## Goal
Reproduce all lines of the records below, requests included, shifting every coordinate in the answers by adding 134 to both its x and y values. Leave the pictures out of your output.
+++ Provided material +++
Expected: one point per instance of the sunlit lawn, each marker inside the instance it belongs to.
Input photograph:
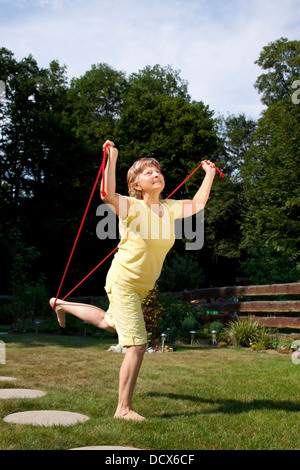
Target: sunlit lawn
(194, 398)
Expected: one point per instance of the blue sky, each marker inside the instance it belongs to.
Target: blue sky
(213, 43)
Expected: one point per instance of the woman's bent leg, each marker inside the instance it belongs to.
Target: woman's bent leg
(128, 376)
(89, 313)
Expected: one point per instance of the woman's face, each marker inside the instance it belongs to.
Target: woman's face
(151, 179)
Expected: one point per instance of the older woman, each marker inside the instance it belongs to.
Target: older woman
(147, 234)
+++
## Reply
Expected: one point per instance of the sunlit lawn, each marker inside the instance it belongs to.
Input photograph:
Target: sunlit lawn
(328, 532)
Expected: one point per instance of the blue sky, each marker inside the instance it belongs to.
Target: blue sky
(347, 177)
Expected: one point per instance of the woman's bent leg, each marker inside the instance it belongs to.
Target: woman's bent leg
(262, 510)
(223, 447)
Expected: one point per instance of the woman's face, each marker inside the instance it belongs to.
Target: woman's face
(285, 313)
Expected: one point per instance of the older woman, each marker inside the instance it belongs to.
Target: older woman
(281, 368)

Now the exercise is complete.